| Exercise description |
Write out every item below again, substituting "man's eyebrows" for each occurrence of "woman's lips" and leaving all other text unchanged. Omit the pictures from your answer.

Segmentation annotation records
______

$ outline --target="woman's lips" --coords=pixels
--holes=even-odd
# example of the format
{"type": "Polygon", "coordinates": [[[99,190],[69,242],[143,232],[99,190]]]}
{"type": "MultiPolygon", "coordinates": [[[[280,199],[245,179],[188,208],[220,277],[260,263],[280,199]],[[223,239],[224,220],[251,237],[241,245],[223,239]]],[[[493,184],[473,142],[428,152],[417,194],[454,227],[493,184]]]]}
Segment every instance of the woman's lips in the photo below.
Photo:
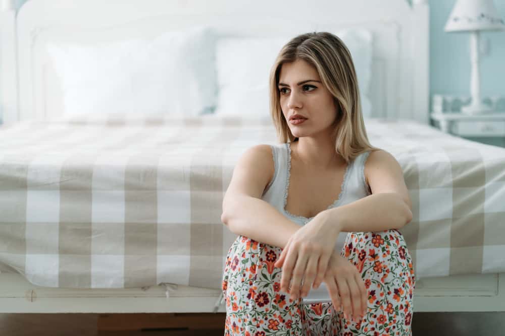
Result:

______

| Answer to this exercise |
$ outline --target="man's eyebrows" --coords=pixels
--holes=even-odd
# example of the format
{"type": "Polygon", "coordinates": [[[99,190],[69,242],[143,232],[99,190]]]}
{"type": "MultiPolygon", "coordinates": [[[[280,199],[245,179],[188,208],[220,277],[260,263],[280,199]],[[223,239],[224,220],[251,237],[241,245],[223,239]]],[[[493,184],[473,142],[428,152],[417,194],[454,227],[493,184]]]]}
Segment every instance of the man's eyebrows in the photo below.
Photo:
Result:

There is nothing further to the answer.